# [AIM OF THE TASK]
Count the lines in the entries below that contain the word "baseboard", and reply with only that number.

━━━━━ DATA LINES ━━━━━

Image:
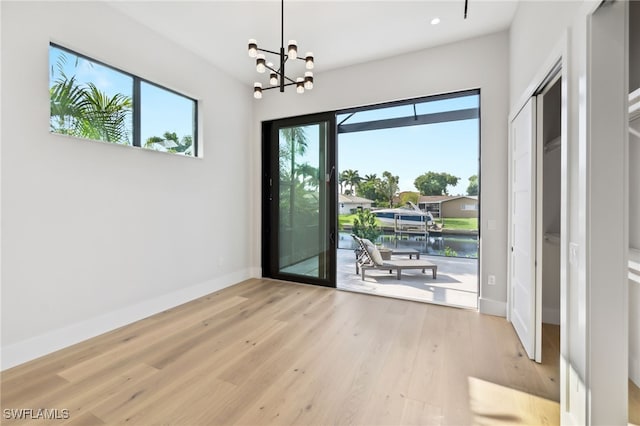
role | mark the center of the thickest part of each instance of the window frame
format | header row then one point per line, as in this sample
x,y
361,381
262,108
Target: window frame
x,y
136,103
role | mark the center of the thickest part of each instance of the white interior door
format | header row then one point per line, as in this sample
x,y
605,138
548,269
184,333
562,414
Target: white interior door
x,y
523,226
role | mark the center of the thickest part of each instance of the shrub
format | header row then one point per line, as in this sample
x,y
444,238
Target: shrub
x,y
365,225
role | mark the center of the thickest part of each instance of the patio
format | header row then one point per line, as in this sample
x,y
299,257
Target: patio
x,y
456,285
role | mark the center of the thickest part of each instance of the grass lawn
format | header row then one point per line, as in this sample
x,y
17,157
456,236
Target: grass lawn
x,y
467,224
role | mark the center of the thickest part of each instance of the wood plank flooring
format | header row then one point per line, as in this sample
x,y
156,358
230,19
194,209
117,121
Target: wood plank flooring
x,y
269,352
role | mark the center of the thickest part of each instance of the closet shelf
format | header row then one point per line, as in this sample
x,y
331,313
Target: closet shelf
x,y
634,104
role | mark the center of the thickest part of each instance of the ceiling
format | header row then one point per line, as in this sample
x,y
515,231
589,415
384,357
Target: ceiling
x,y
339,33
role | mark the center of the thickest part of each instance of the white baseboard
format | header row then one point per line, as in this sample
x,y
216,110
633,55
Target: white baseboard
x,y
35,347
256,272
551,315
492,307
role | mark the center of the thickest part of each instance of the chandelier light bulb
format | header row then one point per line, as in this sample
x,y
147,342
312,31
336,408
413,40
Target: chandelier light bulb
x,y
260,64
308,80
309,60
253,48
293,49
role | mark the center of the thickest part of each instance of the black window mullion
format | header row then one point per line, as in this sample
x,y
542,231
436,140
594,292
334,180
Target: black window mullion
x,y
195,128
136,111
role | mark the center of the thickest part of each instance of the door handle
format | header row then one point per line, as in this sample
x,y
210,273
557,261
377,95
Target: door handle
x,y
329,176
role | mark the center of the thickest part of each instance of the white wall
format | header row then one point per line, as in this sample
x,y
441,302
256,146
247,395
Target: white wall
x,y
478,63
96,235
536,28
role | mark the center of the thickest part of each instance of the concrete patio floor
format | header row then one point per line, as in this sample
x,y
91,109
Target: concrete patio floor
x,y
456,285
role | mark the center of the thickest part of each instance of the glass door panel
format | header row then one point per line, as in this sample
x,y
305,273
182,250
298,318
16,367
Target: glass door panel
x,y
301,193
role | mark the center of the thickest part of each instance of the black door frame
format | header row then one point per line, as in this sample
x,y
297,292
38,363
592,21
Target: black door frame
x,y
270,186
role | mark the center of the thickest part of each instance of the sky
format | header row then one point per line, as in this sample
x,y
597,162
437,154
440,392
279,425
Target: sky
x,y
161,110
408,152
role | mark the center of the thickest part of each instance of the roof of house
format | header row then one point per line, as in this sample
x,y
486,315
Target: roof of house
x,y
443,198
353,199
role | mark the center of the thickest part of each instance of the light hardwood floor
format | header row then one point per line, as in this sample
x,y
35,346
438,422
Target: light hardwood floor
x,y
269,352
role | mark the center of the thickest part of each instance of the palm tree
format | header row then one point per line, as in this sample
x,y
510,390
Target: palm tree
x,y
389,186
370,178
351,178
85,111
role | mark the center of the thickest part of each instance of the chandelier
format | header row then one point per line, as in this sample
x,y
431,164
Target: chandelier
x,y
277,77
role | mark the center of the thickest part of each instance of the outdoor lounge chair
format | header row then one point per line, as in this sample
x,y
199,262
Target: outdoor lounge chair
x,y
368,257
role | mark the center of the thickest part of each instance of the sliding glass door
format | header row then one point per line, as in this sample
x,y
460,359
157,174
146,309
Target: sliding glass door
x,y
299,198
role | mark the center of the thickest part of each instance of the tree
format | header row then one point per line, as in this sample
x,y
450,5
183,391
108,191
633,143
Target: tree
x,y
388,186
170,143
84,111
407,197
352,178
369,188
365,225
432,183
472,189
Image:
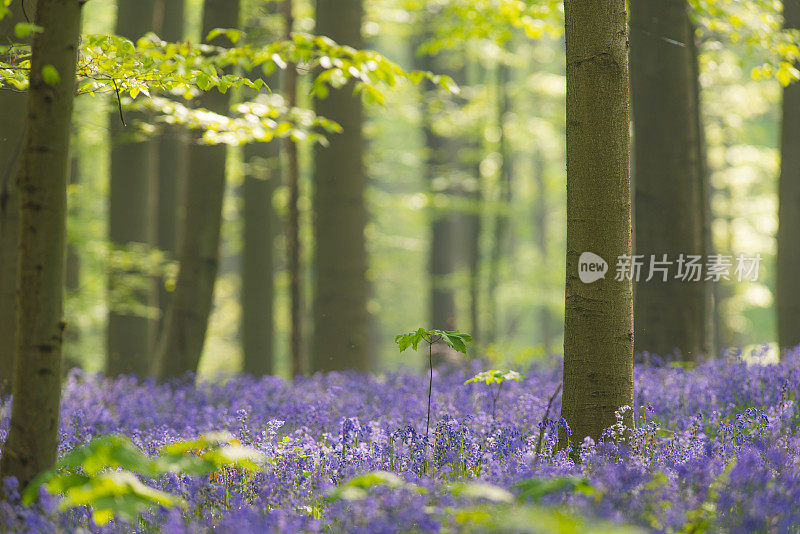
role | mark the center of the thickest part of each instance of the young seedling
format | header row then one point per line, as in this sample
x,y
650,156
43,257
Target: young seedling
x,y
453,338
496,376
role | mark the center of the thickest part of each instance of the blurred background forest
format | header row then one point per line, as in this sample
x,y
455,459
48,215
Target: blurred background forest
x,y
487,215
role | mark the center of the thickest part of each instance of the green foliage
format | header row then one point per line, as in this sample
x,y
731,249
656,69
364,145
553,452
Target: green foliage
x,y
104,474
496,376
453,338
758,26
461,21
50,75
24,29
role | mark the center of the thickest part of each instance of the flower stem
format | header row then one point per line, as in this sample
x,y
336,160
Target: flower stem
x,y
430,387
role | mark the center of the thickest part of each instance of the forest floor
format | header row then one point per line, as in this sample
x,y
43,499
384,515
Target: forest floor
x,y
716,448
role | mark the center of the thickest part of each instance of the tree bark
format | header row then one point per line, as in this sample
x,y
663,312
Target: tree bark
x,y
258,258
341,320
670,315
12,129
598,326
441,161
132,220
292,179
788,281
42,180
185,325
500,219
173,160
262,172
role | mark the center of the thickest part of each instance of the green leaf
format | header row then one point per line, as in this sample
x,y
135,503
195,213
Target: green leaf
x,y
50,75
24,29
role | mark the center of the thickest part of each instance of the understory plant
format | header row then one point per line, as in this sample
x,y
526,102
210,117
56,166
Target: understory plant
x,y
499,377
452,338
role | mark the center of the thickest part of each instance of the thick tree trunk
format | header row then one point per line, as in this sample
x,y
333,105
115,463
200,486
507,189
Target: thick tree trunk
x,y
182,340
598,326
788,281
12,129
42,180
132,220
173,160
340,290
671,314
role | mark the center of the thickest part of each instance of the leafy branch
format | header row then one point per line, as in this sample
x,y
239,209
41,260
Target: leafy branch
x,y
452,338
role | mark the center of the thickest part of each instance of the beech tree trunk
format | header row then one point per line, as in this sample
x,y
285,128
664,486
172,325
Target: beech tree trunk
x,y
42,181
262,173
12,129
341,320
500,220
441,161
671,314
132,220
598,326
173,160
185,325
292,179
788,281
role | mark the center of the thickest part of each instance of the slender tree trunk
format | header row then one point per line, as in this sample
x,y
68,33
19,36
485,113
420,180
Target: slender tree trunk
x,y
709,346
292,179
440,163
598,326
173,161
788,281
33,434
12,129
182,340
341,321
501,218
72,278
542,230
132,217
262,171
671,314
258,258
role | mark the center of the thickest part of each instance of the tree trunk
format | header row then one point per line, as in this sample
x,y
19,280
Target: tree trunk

━━━━━
━━━━━ DATA LINES ━━━━━

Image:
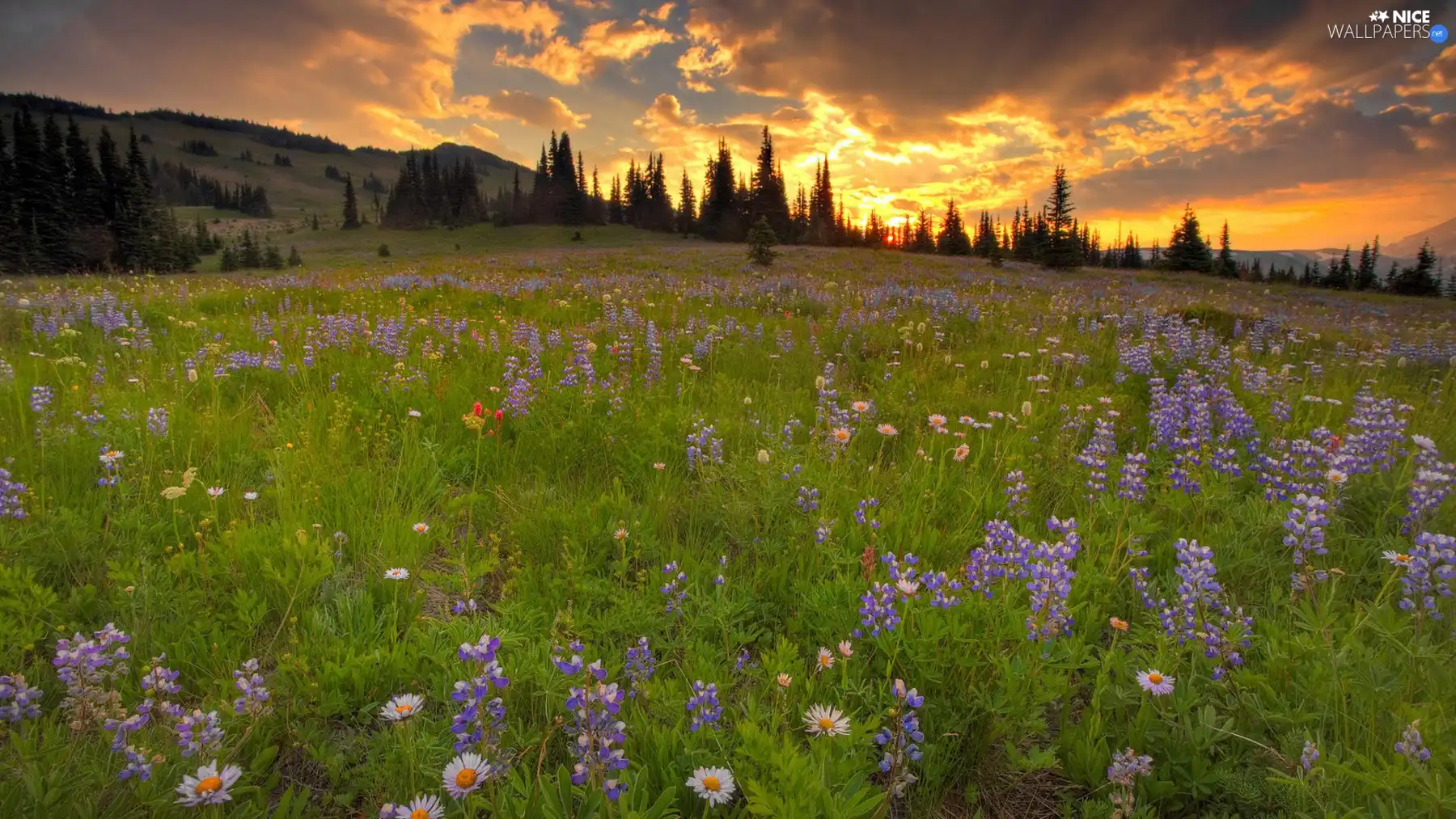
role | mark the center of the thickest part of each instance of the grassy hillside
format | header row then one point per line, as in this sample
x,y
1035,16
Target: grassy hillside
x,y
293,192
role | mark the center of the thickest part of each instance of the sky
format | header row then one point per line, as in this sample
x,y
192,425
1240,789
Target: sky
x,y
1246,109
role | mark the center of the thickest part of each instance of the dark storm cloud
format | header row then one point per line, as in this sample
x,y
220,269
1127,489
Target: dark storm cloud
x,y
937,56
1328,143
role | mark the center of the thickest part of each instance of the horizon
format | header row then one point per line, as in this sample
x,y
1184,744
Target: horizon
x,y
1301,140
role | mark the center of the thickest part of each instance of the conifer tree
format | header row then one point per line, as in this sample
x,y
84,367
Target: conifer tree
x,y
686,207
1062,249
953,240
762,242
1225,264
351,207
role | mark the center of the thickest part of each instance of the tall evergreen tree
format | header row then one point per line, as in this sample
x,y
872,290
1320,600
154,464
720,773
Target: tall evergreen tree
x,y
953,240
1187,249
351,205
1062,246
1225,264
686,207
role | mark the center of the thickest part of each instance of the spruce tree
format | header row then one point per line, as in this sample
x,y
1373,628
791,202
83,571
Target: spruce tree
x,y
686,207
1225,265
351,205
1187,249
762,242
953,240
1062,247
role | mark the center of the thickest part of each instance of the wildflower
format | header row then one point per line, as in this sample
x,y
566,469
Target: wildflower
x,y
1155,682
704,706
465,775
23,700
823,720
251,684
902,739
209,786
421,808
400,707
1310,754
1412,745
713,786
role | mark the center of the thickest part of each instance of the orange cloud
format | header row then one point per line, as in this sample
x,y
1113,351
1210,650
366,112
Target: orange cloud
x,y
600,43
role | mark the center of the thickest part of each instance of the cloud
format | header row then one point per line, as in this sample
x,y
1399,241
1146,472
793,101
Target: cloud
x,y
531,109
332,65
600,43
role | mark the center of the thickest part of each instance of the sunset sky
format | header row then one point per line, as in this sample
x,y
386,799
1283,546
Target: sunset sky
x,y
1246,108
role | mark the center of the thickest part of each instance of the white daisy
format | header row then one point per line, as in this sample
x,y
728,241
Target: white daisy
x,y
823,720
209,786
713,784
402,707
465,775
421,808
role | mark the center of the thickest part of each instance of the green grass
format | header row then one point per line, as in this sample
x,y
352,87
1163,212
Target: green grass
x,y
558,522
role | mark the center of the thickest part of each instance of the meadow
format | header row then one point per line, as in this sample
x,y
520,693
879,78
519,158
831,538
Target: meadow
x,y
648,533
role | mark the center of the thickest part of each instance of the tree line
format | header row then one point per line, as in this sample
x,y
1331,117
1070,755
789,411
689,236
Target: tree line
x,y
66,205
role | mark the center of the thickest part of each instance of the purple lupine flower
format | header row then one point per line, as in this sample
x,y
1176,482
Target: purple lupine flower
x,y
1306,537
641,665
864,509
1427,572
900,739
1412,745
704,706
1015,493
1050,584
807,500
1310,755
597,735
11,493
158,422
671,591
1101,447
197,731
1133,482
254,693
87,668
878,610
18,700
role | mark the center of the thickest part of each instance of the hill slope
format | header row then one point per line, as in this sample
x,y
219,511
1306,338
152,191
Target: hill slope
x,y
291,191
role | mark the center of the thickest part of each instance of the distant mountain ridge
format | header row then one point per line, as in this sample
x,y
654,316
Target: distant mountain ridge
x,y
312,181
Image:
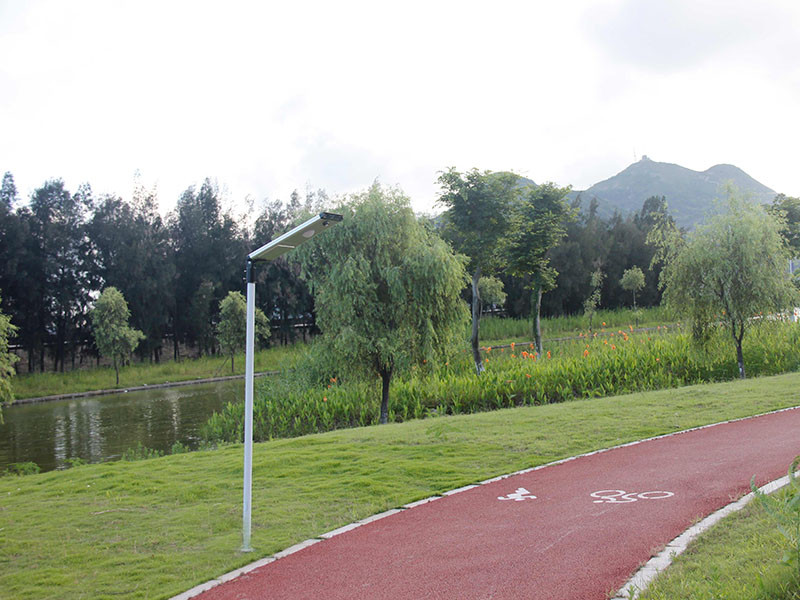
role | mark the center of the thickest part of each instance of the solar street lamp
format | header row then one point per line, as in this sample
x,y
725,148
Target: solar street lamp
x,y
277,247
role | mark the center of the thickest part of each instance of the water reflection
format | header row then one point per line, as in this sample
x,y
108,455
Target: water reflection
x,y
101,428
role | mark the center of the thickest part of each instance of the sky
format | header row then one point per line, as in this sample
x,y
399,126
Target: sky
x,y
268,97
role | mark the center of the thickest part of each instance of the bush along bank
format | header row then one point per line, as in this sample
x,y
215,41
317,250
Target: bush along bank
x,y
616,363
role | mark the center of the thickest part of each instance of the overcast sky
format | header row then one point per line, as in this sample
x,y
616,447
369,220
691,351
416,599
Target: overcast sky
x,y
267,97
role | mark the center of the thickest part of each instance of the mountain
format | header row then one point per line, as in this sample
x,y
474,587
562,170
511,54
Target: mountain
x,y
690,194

━━━━━
━━━━━ DATA LINES ━━━━━

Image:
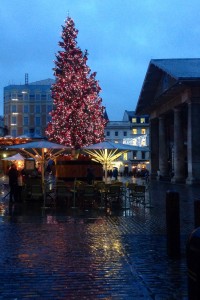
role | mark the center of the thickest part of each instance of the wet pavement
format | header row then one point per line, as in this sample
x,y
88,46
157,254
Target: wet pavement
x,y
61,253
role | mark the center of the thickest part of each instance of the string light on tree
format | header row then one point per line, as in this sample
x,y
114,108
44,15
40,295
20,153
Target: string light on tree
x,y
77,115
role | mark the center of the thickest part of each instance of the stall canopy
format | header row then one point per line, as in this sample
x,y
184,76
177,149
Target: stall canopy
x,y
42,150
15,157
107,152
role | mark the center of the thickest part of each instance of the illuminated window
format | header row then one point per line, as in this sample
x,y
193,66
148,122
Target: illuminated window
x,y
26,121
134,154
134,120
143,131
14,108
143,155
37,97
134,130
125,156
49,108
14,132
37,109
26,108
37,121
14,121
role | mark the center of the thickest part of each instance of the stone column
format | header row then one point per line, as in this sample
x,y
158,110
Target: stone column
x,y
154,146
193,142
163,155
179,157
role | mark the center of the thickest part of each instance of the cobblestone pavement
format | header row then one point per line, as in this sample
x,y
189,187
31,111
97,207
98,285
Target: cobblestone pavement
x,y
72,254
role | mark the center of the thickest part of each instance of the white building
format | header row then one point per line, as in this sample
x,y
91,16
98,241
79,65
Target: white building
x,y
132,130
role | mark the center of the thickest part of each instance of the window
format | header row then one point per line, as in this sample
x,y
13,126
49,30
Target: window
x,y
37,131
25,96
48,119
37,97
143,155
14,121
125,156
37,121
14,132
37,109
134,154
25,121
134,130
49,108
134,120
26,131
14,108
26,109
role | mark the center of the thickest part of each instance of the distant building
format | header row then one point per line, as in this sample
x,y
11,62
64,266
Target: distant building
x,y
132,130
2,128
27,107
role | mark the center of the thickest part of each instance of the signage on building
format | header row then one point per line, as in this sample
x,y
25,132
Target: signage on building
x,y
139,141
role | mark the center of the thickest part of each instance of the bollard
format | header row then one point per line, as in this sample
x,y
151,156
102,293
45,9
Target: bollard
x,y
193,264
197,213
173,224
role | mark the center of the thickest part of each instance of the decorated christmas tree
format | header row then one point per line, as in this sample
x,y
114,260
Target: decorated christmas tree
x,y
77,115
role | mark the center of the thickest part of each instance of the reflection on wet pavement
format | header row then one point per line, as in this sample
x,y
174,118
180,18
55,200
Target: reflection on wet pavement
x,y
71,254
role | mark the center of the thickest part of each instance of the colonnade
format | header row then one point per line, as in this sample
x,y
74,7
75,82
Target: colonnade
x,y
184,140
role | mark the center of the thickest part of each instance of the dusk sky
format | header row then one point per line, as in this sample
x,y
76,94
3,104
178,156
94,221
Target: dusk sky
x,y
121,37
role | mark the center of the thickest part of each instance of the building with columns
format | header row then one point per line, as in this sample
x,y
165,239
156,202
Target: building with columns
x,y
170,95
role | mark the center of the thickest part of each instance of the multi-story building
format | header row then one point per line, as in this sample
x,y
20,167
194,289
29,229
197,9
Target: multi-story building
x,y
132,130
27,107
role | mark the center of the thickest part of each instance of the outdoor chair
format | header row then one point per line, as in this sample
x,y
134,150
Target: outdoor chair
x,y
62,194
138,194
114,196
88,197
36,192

━━━━━

# [TASK SOLUTION]
2